● Problem
Reproduce, with no alteration, the span of lines that begins at the line containing "Where can you spot the serrated" and ends at the last line of the records, both ends included, and nothing else.

● Given data
/---

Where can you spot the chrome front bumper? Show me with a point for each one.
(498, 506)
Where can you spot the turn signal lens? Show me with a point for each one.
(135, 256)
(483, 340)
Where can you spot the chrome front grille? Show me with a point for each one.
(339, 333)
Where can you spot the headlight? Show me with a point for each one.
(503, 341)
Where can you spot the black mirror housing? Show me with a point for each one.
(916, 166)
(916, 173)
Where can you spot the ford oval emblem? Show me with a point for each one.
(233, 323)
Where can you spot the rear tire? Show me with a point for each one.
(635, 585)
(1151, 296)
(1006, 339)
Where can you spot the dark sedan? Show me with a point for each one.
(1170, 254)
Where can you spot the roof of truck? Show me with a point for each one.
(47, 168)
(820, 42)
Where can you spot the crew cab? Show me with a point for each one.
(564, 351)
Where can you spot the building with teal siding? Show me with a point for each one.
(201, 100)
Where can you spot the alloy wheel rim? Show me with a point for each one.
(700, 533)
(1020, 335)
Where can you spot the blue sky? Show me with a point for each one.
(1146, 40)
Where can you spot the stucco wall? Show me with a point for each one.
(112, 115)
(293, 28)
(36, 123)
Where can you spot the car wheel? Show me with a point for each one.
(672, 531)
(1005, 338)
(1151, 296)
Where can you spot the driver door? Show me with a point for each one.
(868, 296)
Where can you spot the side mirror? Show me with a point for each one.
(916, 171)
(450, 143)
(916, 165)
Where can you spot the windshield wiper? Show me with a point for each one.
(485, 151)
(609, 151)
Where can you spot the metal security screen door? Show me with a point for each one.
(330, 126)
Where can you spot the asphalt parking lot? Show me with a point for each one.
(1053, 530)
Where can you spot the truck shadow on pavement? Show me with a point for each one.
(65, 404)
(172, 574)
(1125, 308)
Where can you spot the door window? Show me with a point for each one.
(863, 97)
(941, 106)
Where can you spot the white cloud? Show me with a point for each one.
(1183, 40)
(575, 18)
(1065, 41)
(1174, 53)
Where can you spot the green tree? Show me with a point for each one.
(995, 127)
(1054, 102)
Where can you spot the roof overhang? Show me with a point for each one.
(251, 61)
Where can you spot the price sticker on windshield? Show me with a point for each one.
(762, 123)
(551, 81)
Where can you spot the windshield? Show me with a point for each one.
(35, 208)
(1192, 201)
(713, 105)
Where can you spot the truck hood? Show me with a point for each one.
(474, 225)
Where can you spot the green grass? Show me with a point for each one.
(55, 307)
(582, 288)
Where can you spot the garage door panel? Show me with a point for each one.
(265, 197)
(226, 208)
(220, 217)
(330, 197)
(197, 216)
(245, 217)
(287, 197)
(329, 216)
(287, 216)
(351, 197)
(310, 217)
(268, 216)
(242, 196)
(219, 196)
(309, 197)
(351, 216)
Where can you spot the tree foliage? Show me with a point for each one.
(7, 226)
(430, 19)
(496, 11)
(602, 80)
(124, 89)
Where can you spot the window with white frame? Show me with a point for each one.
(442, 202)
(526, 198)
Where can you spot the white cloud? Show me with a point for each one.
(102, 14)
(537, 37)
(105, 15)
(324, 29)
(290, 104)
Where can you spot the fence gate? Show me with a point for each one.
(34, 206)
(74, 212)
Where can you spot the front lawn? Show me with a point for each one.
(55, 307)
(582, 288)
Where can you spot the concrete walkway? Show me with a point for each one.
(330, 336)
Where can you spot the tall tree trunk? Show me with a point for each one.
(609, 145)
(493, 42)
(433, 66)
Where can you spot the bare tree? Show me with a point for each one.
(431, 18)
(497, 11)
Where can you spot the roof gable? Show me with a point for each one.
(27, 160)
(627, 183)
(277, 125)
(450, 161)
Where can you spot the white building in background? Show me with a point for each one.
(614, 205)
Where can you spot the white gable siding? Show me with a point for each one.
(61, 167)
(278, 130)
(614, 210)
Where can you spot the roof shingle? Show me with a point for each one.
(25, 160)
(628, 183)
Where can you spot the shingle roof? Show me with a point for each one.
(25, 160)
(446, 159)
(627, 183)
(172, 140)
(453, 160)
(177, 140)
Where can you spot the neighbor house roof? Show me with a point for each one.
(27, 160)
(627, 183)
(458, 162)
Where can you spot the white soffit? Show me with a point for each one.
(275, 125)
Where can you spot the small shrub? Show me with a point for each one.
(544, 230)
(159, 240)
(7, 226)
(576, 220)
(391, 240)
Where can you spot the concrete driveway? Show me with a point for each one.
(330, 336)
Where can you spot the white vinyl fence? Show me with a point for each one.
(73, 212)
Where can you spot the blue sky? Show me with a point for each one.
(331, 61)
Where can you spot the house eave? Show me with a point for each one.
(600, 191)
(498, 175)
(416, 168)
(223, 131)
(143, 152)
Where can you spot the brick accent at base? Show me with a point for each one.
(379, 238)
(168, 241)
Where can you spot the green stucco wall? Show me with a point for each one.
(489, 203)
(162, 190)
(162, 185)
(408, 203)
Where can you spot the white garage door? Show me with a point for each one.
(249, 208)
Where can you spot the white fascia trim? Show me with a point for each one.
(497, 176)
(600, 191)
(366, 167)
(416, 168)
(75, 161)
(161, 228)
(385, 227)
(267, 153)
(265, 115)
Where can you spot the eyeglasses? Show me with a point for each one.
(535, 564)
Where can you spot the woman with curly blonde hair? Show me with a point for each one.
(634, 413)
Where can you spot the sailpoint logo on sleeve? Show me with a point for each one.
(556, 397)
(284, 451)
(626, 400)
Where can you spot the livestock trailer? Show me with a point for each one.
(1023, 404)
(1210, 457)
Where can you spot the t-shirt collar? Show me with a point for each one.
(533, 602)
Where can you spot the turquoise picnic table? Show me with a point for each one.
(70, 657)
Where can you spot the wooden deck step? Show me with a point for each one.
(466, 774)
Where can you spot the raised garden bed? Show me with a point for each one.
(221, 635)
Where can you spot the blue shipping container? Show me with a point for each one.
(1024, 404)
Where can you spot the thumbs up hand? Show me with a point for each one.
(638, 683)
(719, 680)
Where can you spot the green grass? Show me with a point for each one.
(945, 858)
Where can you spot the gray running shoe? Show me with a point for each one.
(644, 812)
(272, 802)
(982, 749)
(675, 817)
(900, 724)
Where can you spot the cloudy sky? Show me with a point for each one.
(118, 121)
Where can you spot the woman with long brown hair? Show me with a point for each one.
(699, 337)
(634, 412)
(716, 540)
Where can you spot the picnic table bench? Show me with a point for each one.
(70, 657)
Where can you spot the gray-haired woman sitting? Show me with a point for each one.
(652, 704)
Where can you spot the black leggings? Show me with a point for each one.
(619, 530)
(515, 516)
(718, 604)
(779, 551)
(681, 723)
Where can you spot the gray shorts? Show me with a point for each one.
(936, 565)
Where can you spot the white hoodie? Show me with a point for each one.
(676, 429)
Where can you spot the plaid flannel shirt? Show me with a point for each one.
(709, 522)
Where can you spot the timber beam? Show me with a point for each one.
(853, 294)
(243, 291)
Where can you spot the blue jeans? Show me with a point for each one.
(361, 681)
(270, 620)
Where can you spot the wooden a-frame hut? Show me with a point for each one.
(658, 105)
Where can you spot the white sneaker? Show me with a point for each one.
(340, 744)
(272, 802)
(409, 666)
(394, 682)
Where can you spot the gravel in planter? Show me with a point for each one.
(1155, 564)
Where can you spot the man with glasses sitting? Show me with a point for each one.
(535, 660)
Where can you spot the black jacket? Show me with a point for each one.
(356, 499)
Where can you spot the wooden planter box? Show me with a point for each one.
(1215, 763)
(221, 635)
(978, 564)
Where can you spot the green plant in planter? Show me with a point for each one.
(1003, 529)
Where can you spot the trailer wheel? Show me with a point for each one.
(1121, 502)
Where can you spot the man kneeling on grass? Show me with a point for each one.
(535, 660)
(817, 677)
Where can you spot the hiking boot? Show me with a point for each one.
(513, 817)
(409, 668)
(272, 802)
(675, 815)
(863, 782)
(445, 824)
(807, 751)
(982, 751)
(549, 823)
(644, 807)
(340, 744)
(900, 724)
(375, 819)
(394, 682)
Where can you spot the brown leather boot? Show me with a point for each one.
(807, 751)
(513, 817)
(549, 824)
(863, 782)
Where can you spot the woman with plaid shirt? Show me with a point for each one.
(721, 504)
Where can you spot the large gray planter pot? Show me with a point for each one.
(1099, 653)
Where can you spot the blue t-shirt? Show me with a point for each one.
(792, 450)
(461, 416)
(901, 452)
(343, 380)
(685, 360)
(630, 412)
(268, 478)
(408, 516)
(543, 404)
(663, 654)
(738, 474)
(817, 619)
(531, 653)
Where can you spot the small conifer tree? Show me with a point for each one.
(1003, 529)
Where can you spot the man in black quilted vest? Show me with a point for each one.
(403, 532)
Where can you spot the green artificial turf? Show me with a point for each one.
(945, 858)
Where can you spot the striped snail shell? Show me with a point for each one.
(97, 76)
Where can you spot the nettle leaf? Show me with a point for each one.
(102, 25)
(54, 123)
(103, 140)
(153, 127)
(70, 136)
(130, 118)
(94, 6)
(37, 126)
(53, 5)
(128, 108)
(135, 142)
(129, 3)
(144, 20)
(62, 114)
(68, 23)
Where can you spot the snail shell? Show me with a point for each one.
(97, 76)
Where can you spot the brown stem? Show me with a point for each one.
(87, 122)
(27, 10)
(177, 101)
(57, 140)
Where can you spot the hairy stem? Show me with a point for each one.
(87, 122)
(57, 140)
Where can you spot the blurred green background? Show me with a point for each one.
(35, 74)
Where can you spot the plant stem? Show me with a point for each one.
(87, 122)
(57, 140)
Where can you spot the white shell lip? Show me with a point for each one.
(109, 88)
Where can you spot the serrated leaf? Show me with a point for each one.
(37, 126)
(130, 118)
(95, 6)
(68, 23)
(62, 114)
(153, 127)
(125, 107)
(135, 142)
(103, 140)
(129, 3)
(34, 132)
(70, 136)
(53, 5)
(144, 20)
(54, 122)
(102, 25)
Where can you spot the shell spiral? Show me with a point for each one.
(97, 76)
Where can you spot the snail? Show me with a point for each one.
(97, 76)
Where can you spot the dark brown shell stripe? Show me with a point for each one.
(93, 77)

\---

● Output below
Where can you spot the serrated leaf? Show me with a point for each one.
(37, 126)
(130, 118)
(95, 6)
(68, 23)
(62, 114)
(153, 127)
(125, 107)
(135, 142)
(103, 140)
(129, 3)
(34, 132)
(70, 136)
(53, 5)
(144, 20)
(54, 122)
(102, 25)
Where can you spot the shell spiral? Show me with a point for each one.
(97, 76)
Where can you spot the snail? Show me with a point for each one.
(97, 76)
Where can you spot the dark brown shell stripe? Show me with a point for each one.
(93, 77)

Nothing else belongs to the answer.